Task inputs:
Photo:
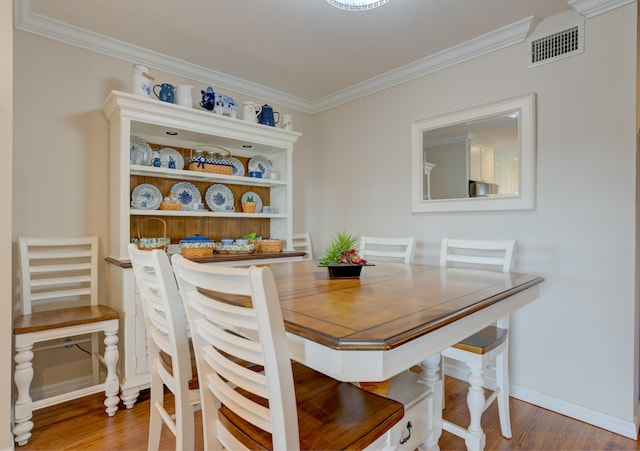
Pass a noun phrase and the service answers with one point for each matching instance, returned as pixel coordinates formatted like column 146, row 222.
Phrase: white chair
column 302, row 242
column 388, row 249
column 59, row 295
column 481, row 349
column 234, row 313
column 169, row 353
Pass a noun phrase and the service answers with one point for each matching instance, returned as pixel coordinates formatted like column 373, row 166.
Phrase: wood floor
column 83, row 425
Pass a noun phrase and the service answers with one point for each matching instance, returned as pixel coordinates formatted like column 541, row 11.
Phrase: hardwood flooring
column 83, row 425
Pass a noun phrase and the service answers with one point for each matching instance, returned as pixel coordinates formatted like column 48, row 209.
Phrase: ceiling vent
column 559, row 41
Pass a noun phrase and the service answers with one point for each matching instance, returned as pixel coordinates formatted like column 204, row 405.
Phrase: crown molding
column 490, row 42
column 591, row 8
column 27, row 20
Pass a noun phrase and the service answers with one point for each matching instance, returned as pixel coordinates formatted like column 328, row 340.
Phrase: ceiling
column 303, row 50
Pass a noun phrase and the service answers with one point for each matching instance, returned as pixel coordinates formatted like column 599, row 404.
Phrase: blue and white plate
column 139, row 146
column 148, row 195
column 219, row 197
column 238, row 167
column 256, row 199
column 259, row 164
column 167, row 154
column 186, row 193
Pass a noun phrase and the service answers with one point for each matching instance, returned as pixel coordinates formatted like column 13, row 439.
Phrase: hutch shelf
column 181, row 128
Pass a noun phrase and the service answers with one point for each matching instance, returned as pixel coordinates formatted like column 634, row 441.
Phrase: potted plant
column 340, row 256
column 249, row 205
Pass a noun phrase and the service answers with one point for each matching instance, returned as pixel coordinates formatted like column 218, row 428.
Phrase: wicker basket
column 269, row 246
column 149, row 244
column 196, row 252
column 170, row 206
column 220, row 165
column 249, row 207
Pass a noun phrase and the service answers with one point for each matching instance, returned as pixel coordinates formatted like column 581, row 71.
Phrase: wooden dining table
column 393, row 317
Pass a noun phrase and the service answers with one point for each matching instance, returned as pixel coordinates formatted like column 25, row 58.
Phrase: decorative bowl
column 344, row 270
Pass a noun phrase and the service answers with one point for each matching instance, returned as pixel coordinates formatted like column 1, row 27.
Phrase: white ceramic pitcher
column 183, row 95
column 250, row 111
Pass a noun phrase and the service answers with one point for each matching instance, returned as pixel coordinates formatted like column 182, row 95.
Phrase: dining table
column 394, row 317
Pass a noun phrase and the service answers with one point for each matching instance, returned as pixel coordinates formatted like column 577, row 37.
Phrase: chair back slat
column 164, row 315
column 486, row 254
column 375, row 248
column 60, row 271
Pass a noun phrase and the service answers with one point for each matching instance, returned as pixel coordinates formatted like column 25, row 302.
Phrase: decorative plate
column 256, row 199
column 140, row 145
column 219, row 197
column 148, row 194
column 186, row 193
column 238, row 167
column 167, row 154
column 259, row 163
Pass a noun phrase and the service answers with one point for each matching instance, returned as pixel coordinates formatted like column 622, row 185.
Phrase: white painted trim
column 620, row 426
column 27, row 20
column 490, row 42
column 617, row 425
column 60, row 388
column 591, row 8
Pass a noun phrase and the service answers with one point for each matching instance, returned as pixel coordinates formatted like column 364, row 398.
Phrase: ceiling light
column 356, row 5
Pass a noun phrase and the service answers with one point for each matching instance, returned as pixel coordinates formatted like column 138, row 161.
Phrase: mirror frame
column 525, row 105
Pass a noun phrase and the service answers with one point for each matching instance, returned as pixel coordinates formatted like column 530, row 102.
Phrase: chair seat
column 55, row 319
column 483, row 341
column 322, row 404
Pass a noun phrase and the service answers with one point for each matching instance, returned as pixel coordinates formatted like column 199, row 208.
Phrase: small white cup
column 287, row 122
column 140, row 83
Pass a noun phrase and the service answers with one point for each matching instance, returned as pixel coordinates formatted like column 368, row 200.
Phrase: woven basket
column 269, row 246
column 220, row 165
column 170, row 206
column 196, row 252
column 249, row 207
column 149, row 244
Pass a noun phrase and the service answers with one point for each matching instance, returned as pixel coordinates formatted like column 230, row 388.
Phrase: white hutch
column 168, row 125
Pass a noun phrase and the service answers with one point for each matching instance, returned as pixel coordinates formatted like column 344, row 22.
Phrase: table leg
column 431, row 377
column 475, row 437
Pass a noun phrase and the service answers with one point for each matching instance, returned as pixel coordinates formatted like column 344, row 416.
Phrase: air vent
column 556, row 44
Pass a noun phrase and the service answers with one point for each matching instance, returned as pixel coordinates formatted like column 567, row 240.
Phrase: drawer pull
column 405, row 440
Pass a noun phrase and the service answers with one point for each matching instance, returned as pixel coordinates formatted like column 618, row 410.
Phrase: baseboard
column 62, row 387
column 627, row 428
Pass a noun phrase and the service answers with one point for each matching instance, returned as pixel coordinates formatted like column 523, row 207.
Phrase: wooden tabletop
column 389, row 304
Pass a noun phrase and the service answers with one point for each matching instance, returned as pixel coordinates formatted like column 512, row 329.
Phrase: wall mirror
column 479, row 159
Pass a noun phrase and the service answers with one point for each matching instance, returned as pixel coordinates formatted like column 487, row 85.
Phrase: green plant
column 342, row 249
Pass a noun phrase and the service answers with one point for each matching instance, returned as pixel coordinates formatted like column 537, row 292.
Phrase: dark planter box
column 351, row 271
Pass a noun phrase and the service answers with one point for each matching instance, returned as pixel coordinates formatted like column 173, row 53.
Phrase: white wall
column 6, row 143
column 61, row 175
column 580, row 237
column 352, row 171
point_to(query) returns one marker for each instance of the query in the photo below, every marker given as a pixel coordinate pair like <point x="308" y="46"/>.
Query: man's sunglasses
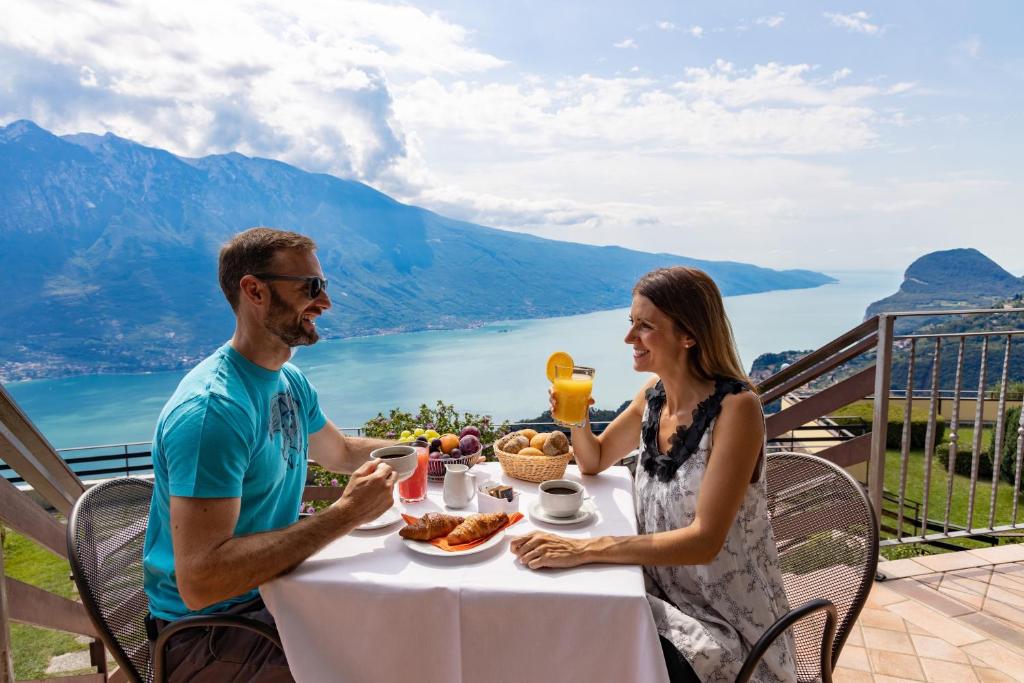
<point x="314" y="283"/>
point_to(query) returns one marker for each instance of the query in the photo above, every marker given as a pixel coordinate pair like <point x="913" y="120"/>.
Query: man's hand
<point x="370" y="492"/>
<point x="538" y="549"/>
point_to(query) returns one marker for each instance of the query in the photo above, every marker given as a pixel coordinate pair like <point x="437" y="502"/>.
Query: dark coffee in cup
<point x="560" y="498"/>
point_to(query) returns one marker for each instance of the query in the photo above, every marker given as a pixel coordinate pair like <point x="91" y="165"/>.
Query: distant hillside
<point x="953" y="279"/>
<point x="108" y="256"/>
<point x="956" y="279"/>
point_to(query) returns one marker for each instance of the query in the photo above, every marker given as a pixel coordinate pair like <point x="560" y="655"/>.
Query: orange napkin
<point x="443" y="544"/>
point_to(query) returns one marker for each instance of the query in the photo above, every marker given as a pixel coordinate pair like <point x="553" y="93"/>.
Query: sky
<point x="822" y="135"/>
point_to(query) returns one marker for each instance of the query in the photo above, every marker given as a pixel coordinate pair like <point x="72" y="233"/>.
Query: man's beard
<point x="283" y="323"/>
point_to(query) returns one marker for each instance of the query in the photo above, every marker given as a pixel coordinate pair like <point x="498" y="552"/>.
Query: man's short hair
<point x="251" y="252"/>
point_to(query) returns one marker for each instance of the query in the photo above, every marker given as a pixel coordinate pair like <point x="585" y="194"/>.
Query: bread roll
<point x="514" y="443"/>
<point x="556" y="444"/>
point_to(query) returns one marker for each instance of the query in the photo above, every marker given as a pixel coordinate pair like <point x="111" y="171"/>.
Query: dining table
<point x="370" y="607"/>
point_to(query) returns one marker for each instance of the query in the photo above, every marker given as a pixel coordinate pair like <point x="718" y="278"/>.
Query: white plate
<point x="425" y="548"/>
<point x="586" y="511"/>
<point x="390" y="516"/>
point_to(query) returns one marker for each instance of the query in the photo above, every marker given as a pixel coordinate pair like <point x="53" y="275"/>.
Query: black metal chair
<point x="827" y="540"/>
<point x="105" y="534"/>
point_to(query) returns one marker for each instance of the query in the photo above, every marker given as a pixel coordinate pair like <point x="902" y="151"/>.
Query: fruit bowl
<point x="435" y="466"/>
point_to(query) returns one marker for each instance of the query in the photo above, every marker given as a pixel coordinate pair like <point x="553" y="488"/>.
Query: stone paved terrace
<point x="955" y="616"/>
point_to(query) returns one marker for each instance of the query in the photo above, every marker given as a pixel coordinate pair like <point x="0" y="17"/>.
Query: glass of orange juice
<point x="571" y="385"/>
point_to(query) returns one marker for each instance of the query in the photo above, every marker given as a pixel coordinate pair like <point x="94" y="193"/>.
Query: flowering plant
<point x="442" y="419"/>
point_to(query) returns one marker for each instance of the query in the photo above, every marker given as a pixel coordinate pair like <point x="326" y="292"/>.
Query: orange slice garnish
<point x="558" y="358"/>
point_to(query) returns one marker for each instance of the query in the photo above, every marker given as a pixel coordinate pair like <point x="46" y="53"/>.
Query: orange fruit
<point x="558" y="358"/>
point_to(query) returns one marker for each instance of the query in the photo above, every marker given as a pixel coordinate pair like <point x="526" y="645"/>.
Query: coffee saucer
<point x="586" y="511"/>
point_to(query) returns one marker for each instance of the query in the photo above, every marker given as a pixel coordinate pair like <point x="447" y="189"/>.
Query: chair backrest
<point x="105" y="534"/>
<point x="827" y="540"/>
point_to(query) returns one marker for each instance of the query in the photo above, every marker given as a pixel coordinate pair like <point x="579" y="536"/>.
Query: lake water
<point x="497" y="369"/>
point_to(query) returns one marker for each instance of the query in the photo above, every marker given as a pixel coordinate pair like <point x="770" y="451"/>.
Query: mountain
<point x="952" y="279"/>
<point x="109" y="252"/>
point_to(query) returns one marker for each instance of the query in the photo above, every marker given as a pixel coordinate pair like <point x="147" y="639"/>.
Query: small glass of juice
<point x="572" y="385"/>
<point x="414" y="488"/>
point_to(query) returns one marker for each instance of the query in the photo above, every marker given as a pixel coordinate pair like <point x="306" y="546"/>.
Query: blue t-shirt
<point x="231" y="429"/>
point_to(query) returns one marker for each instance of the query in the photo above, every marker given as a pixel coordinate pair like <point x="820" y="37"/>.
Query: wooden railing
<point x="25" y="449"/>
<point x="862" y="358"/>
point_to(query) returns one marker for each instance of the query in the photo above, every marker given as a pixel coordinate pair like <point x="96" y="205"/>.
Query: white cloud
<point x="971" y="47"/>
<point x="773" y="22"/>
<point x="309" y="87"/>
<point x="721" y="160"/>
<point x="855" y="23"/>
<point x="772" y="109"/>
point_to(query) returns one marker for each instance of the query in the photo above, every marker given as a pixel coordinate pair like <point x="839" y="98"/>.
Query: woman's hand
<point x="538" y="550"/>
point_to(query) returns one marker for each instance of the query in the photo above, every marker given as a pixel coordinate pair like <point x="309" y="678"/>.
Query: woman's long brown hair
<point x="693" y="302"/>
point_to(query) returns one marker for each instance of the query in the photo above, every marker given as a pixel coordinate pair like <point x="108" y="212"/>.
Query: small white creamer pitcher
<point x="459" y="486"/>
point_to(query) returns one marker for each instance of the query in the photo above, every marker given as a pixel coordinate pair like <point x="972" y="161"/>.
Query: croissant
<point x="477" y="526"/>
<point x="429" y="526"/>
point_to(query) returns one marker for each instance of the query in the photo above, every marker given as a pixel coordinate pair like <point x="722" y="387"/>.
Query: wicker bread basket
<point x="532" y="468"/>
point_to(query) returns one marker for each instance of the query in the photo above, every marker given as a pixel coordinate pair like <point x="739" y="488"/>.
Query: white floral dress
<point x="713" y="613"/>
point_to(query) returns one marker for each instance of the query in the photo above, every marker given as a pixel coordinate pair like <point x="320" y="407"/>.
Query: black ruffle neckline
<point x="687" y="437"/>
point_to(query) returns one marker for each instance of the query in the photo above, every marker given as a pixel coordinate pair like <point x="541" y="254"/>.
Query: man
<point x="229" y="461"/>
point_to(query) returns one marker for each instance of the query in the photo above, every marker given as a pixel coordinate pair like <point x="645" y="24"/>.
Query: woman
<point x="706" y="543"/>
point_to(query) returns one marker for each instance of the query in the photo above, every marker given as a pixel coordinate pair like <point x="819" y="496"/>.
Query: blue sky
<point x="791" y="134"/>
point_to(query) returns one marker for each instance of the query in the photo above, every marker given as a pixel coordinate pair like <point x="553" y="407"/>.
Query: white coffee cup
<point x="561" y="498"/>
<point x="401" y="459"/>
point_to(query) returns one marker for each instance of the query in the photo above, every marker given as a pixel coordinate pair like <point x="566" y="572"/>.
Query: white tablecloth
<point x="367" y="608"/>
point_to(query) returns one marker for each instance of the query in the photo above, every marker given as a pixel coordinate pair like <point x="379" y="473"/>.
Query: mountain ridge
<point x="950" y="279"/>
<point x="108" y="256"/>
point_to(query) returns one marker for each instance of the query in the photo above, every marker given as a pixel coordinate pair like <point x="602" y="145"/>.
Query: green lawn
<point x="937" y="498"/>
<point x="33" y="647"/>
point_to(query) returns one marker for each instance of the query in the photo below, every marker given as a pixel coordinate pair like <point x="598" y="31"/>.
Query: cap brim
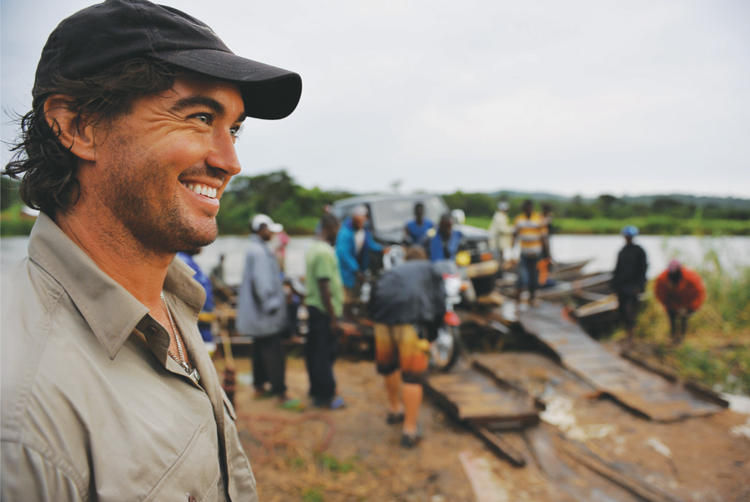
<point x="267" y="91"/>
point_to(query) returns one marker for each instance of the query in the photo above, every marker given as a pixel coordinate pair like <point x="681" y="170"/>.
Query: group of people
<point x="532" y="231"/>
<point x="678" y="288"/>
<point x="408" y="294"/>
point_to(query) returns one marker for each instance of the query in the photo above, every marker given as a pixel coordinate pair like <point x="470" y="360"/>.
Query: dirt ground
<point x="353" y="455"/>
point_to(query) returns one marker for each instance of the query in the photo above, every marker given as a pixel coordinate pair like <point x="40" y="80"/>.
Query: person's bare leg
<point x="412" y="401"/>
<point x="392" y="385"/>
<point x="673" y="327"/>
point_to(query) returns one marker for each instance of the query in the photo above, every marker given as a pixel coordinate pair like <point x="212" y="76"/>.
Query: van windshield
<point x="393" y="214"/>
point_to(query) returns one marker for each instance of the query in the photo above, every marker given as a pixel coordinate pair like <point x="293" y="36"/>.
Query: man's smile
<point x="201" y="189"/>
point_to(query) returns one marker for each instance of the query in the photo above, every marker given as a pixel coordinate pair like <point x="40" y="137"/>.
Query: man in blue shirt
<point x="443" y="244"/>
<point x="417" y="228"/>
<point x="204" y="324"/>
<point x="353" y="245"/>
<point x="261" y="311"/>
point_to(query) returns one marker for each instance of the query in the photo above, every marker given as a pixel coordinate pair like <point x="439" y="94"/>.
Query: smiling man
<point x="107" y="390"/>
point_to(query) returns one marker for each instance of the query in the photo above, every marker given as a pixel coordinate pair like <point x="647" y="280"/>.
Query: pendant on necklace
<point x="194" y="374"/>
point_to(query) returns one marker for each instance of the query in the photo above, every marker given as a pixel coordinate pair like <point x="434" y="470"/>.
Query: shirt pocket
<point x="241" y="482"/>
<point x="194" y="477"/>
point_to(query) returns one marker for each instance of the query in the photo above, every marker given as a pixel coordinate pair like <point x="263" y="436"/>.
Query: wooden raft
<point x="636" y="388"/>
<point x="486" y="406"/>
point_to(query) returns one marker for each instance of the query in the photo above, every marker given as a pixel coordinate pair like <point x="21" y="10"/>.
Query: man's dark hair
<point x="46" y="167"/>
<point x="328" y="221"/>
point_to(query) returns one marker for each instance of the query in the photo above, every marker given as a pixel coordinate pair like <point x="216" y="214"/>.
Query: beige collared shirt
<point x="93" y="408"/>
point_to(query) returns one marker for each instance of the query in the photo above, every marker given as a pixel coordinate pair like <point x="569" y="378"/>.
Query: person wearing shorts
<point x="408" y="294"/>
<point x="401" y="356"/>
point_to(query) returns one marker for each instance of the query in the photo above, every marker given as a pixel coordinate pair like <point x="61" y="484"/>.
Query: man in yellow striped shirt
<point x="530" y="230"/>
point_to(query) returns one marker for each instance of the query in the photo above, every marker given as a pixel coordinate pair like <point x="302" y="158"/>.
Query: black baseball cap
<point x="100" y="36"/>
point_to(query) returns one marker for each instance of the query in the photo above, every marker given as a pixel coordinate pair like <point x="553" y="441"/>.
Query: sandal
<point x="292" y="404"/>
<point x="394" y="418"/>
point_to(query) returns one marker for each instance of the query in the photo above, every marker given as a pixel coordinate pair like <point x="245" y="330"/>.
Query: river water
<point x="732" y="252"/>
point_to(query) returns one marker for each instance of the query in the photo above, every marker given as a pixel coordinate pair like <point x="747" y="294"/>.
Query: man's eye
<point x="235" y="132"/>
<point x="206" y="118"/>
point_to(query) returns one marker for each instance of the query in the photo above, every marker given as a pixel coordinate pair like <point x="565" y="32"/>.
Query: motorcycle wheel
<point x="444" y="350"/>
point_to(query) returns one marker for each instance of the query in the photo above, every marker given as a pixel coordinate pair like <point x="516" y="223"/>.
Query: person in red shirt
<point x="682" y="292"/>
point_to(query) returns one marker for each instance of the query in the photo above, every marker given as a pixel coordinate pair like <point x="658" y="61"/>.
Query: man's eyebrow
<point x="211" y="103"/>
<point x="192" y="101"/>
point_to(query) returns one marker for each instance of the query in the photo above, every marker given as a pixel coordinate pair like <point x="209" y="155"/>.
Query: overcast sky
<point x="572" y="97"/>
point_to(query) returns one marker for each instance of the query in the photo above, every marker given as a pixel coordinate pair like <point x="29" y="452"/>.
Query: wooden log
<point x="498" y="445"/>
<point x="639" y="487"/>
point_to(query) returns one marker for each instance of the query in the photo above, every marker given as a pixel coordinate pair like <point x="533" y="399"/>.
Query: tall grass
<point x="716" y="350"/>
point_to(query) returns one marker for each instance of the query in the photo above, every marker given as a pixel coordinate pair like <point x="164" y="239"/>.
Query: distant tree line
<point x="277" y="195"/>
<point x="605" y="206"/>
<point x="298" y="208"/>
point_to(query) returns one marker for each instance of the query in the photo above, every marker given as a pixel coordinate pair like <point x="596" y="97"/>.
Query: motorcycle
<point x="445" y="348"/>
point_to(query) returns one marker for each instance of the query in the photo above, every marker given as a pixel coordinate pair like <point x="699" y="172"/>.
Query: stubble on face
<point x="145" y="201"/>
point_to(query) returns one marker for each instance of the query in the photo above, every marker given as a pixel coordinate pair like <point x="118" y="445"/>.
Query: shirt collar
<point x="109" y="309"/>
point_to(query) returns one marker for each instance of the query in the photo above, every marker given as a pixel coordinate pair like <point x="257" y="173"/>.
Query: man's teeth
<point x="201" y="189"/>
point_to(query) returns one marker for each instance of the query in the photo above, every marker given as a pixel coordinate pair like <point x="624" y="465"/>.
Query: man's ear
<point x="74" y="134"/>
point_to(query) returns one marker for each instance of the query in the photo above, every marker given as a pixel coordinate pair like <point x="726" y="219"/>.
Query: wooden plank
<point x="484" y="483"/>
<point x="471" y="396"/>
<point x="500" y="446"/>
<point x="639" y="487"/>
<point x="635" y="387"/>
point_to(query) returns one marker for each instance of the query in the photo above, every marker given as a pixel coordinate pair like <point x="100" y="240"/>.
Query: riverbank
<point x="16" y="223"/>
<point x="716" y="350"/>
<point x="648" y="225"/>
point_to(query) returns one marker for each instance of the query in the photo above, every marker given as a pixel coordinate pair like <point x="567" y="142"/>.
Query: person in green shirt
<point x="325" y="305"/>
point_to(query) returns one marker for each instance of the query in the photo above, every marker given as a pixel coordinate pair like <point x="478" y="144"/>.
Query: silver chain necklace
<point x="181" y="361"/>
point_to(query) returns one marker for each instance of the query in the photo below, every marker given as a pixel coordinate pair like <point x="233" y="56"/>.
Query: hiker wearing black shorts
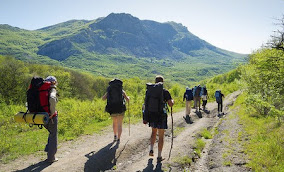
<point x="115" y="97"/>
<point x="219" y="99"/>
<point x="158" y="123"/>
<point x="51" y="146"/>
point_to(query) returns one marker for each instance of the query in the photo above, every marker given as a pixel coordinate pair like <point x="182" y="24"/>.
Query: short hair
<point x="159" y="78"/>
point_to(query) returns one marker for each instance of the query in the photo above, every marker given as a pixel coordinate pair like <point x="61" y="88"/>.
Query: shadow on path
<point x="36" y="167"/>
<point x="150" y="166"/>
<point x="199" y="114"/>
<point x="102" y="160"/>
<point x="187" y="119"/>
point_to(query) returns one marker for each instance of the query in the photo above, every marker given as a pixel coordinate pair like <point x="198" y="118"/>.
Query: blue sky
<point x="237" y="25"/>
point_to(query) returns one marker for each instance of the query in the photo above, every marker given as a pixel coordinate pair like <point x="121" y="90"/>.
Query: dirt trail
<point x="99" y="153"/>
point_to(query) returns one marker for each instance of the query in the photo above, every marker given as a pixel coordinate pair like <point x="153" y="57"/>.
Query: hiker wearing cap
<point x="116" y="97"/>
<point x="155" y="113"/>
<point x="196" y="97"/>
<point x="204" y="97"/>
<point x="188" y="96"/>
<point x="51" y="126"/>
<point x="219" y="99"/>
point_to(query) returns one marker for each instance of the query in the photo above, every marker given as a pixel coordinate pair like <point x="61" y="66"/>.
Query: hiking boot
<point x="51" y="160"/>
<point x="151" y="153"/>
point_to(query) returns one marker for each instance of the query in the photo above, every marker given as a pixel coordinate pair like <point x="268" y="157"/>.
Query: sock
<point x="159" y="154"/>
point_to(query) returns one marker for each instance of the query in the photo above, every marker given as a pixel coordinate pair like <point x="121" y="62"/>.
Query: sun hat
<point x="51" y="79"/>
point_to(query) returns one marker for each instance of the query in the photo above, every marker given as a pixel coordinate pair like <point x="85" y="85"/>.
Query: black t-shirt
<point x="167" y="95"/>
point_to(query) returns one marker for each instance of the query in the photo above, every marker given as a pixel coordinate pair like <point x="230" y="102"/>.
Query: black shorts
<point x="158" y="121"/>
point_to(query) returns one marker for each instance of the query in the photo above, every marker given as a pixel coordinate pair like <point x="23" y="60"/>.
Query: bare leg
<point x="161" y="141"/>
<point x="119" y="125"/>
<point x="153" y="137"/>
<point x="114" y="125"/>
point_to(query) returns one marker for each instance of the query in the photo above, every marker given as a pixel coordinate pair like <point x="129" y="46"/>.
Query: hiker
<point x="156" y="112"/>
<point x="51" y="126"/>
<point x="219" y="99"/>
<point x="204" y="96"/>
<point x="196" y="97"/>
<point x="188" y="96"/>
<point x="116" y="97"/>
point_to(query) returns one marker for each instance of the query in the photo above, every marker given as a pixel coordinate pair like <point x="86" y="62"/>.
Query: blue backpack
<point x="188" y="94"/>
<point x="218" y="96"/>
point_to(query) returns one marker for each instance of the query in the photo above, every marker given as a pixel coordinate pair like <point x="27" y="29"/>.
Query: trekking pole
<point x="129" y="118"/>
<point x="172" y="133"/>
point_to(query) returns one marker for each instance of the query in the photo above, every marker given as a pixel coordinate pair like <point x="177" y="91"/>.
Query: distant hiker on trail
<point x="155" y="113"/>
<point x="188" y="96"/>
<point x="204" y="96"/>
<point x="116" y="97"/>
<point x="219" y="99"/>
<point x="51" y="147"/>
<point x="196" y="97"/>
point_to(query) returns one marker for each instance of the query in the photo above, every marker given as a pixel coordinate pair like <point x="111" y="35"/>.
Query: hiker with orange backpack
<point x="155" y="113"/>
<point x="219" y="99"/>
<point x="197" y="97"/>
<point x="188" y="96"/>
<point x="42" y="97"/>
<point x="116" y="97"/>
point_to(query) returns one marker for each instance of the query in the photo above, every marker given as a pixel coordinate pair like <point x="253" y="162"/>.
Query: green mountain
<point x="120" y="45"/>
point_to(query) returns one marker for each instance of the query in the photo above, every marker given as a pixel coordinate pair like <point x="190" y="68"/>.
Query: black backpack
<point x="115" y="99"/>
<point x="197" y="91"/>
<point x="33" y="95"/>
<point x="218" y="96"/>
<point x="154" y="100"/>
<point x="204" y="91"/>
<point x="188" y="94"/>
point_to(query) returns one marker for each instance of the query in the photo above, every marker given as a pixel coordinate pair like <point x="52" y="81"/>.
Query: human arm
<point x="125" y="96"/>
<point x="52" y="101"/>
<point x="168" y="98"/>
<point x="171" y="102"/>
<point x="104" y="96"/>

Task instructions:
Copy every line of the material in which the word "below" occurs.

Answer:
point_to(query) returns one marker for each instance of the query in the photo below, every marker given as a pixel coordinate pair like <point x="308" y="46"/>.
point_to(query) returns one marker for each instance of the query in the photo below, every marker given as a pixel coordinate pair like <point x="598" y="31"/>.
point_to(query) returns one marker for each instance of the query in the photo below, every marker given as a pixel coordinate pair like <point x="233" y="56"/>.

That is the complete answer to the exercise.